**Given exercise**
Transcribe all of the records precisely as they are presented.

**Data lines**
-- Start --

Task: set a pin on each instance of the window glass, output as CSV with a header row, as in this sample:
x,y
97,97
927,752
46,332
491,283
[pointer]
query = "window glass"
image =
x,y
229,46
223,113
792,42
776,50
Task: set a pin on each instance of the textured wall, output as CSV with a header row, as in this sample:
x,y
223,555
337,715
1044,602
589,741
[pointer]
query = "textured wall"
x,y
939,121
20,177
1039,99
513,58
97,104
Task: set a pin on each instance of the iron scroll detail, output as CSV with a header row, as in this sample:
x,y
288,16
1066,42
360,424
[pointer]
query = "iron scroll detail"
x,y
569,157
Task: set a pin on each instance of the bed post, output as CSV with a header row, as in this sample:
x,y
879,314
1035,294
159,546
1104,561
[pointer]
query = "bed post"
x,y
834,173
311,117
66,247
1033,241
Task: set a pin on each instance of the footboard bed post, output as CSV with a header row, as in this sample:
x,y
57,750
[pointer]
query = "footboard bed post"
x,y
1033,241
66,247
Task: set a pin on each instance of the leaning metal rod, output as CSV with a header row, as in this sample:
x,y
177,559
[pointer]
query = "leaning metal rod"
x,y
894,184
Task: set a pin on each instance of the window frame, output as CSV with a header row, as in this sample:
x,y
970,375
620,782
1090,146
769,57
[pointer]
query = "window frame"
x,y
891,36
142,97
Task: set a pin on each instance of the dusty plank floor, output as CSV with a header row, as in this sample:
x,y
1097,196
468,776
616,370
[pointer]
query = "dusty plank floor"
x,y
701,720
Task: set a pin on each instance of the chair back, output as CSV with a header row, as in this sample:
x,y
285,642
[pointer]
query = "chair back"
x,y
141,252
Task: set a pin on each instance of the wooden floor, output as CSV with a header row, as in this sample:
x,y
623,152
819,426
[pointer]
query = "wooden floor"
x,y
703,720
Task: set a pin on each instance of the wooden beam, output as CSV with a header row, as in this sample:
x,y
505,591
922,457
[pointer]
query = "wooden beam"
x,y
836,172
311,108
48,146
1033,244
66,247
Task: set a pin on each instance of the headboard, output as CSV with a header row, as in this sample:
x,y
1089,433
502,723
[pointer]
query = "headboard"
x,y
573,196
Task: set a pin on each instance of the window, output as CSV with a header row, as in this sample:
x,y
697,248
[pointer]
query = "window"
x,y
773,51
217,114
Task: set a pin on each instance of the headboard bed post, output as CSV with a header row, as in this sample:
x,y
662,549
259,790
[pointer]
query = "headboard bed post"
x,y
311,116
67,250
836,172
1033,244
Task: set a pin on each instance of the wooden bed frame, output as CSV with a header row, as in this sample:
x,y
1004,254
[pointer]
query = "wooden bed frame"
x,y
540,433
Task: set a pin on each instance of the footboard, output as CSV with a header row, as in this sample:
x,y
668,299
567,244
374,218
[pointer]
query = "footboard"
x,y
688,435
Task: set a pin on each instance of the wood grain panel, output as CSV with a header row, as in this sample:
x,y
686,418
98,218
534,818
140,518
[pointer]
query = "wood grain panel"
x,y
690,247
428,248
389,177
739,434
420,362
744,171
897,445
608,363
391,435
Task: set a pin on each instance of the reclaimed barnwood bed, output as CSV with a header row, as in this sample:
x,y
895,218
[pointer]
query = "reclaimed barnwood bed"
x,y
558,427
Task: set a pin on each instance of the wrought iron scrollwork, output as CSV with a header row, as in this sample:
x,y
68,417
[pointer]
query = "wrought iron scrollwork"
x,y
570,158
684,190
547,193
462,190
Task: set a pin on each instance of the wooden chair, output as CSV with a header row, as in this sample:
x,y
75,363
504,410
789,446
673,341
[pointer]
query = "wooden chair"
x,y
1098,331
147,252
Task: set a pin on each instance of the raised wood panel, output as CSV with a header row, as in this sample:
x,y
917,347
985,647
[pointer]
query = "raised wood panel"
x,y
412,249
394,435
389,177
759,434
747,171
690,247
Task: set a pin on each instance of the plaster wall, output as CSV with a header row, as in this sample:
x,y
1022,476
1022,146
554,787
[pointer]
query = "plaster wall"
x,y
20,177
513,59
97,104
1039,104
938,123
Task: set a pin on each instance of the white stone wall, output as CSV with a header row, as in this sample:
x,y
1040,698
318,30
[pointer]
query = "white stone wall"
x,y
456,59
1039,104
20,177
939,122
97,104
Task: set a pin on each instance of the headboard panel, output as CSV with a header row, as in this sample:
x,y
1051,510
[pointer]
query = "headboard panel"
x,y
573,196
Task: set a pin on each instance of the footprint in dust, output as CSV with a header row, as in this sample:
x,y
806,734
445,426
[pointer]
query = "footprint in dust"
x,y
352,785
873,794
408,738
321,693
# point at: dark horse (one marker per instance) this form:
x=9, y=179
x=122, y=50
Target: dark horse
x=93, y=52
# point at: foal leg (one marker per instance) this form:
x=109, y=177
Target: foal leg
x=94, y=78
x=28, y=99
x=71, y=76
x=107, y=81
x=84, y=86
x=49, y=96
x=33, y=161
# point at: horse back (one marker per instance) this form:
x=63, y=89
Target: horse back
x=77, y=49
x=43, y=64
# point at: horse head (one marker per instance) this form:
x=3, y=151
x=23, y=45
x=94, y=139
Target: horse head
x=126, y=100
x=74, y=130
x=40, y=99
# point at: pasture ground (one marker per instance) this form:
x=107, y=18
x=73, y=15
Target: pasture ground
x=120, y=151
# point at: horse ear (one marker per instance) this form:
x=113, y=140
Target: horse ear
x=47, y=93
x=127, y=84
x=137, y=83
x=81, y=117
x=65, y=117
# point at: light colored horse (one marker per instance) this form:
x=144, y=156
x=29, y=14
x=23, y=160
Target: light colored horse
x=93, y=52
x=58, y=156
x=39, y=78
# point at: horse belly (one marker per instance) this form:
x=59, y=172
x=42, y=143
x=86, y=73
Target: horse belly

-- End --

**Result of the task**
Task: set a pin on each instance of the window glass, output as CSV with a header row, as in this sample:
x,y
97,97
927,752
46,332
491,283
[pointer]
query = "window glass"
image =
x,y
229,46
223,113
792,42
776,50
Task: set a pin on each instance of the textured wall, output as CSV with a header row, as in this sample:
x,y
223,555
337,715
1044,602
589,741
[pointer]
query = "textured wall"
x,y
939,121
20,177
1039,99
513,58
97,104
Task: set a pin on each instance of the iron scroll detail, output as CSV with a header row, as in this sample:
x,y
288,16
1066,42
360,424
[pointer]
query = "iron scroll detail"
x,y
569,157
Task: set a pin on each instance of the bed post, output as CSV with a header row, as in this sample:
x,y
879,314
1035,294
159,546
1104,561
[pointer]
query = "bed post"
x,y
834,173
311,117
66,247
1033,241
Task: set a pin on each instance of the footboard bed post, output as CSV with a header row, as in this sample:
x,y
57,750
[pointer]
query = "footboard bed post"
x,y
1033,241
66,247
Task: set a pin on each instance of the leaning metal rod, output as CSV with a header row, as in this sample:
x,y
177,559
[pointer]
query = "leaning metal rod"
x,y
894,184
Task: set a pin on each instance of the window frame, output as CSV with a header row, as in this sample:
x,y
970,375
620,782
1090,146
769,57
[pointer]
query = "window frame"
x,y
891,36
142,97
Task: set a pin on each instance of the dusty plank floor, output as CSV with a header row, as in this sample:
x,y
1097,196
468,776
616,370
[pointer]
query = "dusty plank floor"
x,y
701,720
Task: set a pin on each instance of the chair back, output as CSV with a header row, as in this sample:
x,y
285,642
[pointer]
query = "chair back"
x,y
141,252
Task: set a pin on each instance of the wooden floor, output as CSV with a header row, as in this sample:
x,y
623,152
819,426
[pointer]
query = "wooden floor"
x,y
703,720
Task: set a pin on each instance of the wooden beam, output as CSV with a header row, as in this sample:
x,y
505,591
922,457
[pointer]
query = "wooden beam"
x,y
836,172
311,108
48,146
1033,244
66,247
Task: set a pin on each instance of the headboard, output as CSV with a header row, as in this sample:
x,y
1089,433
502,723
[pointer]
query = "headboard"
x,y
573,196
Task: set a pin on each instance of the window, output as CSV with a header row, as in this sample:
x,y
697,248
[pointer]
query = "window"
x,y
773,51
217,114
Task: set a pin on each instance of the headboard bed post, output as CSV with a header row, as in this sample:
x,y
662,549
259,790
[pointer]
query = "headboard bed post"
x,y
311,116
67,250
836,172
1033,244
Task: set a pin on each instance of the wooden bed frame, output as CSV with a header row, as in this sample:
x,y
1004,254
[pointer]
query = "wooden bed frame"
x,y
540,433
Task: set a pin on each instance of the footboard, output as CSV with a header row, as in this sample:
x,y
668,299
567,244
374,218
[pointer]
query = "footboard"
x,y
688,435
Task: set a pin on each instance of the wood grain panel, output as CSV with a header row, as in this sample:
x,y
686,418
98,218
534,818
140,518
[pointer]
query = "wood grain panel"
x,y
690,247
428,248
389,177
739,434
420,362
744,171
897,445
608,363
391,435
Task: set a pin on each instance of the reclaimed barnwood bed, output as CSV with a header row, as in this sample:
x,y
895,218
[pointer]
query = "reclaimed barnwood bed"
x,y
558,427
Task: set a pin on each instance of the wrought iron scrollwork, output as CSV with a header row, as in this sample:
x,y
68,417
[pointer]
query = "wrought iron scrollwork"
x,y
570,158
684,190
547,193
462,190
Task: set a pin on each instance of the wooden chair, output as CSV with a header row, as in this sample:
x,y
75,363
504,410
789,446
673,341
[pointer]
query = "wooden chair"
x,y
1098,331
147,252
Task: set a pin on each instance of the raised wood panel, output as CSV with a header row, as in this sample:
x,y
917,347
985,647
[pointer]
query = "raised wood panel"
x,y
412,249
394,435
389,177
759,434
747,171
690,247
Task: set a pin on each instance of the plaster wall, output as CSV with a header row, as in this sample:
x,y
1022,476
1022,146
554,787
[pointer]
query = "plaster wall"
x,y
20,177
513,59
97,104
1039,104
938,123
Task: set a pin on each instance of the white stone wall, output as CSV with a header row, as in this sample:
x,y
1040,698
318,30
[pointer]
query = "white stone wall"
x,y
456,59
1039,104
20,177
939,122
97,104
Task: set a pin on each instance of the headboard panel, output as CSV with a header row, as in this sample:
x,y
1051,510
[pointer]
query = "headboard panel"
x,y
573,196
Task: set a pin on each instance of the footprint in dust, output as CSV with a header row, as in this sample:
x,y
806,734
445,426
[pointer]
query = "footprint in dust"
x,y
352,785
873,794
408,738
321,693
# point at: dark horse (one marker per instance) this form:
x=9, y=179
x=122, y=50
Target: dark horse
x=93, y=52
# point at: foal leg (one marker per instance) this form:
x=109, y=177
Target: foal leg
x=94, y=78
x=28, y=99
x=71, y=76
x=107, y=81
x=84, y=86
x=49, y=96
x=33, y=161
# point at: horse back (one marker per instance) this form:
x=63, y=89
Target: horse back
x=77, y=49
x=43, y=64
# point at: horse head (one marker per instance) this form:
x=3, y=151
x=23, y=45
x=94, y=139
Target: horse head
x=126, y=100
x=74, y=130
x=40, y=99
# point at: pasture ground (one marker per instance) this form:
x=107, y=18
x=73, y=15
Target: pasture ground
x=120, y=151
# point at: horse ear (one marker per instance) this form:
x=113, y=140
Target: horse ear
x=47, y=93
x=127, y=84
x=137, y=83
x=81, y=117
x=65, y=117
# point at: light colored horse (one marker per instance) this form:
x=144, y=156
x=29, y=14
x=23, y=160
Target: light colored horse
x=93, y=52
x=58, y=156
x=39, y=78
# point at: horse belly (one marker per instance) this form:
x=59, y=172
x=42, y=143
x=86, y=73
Target: horse belly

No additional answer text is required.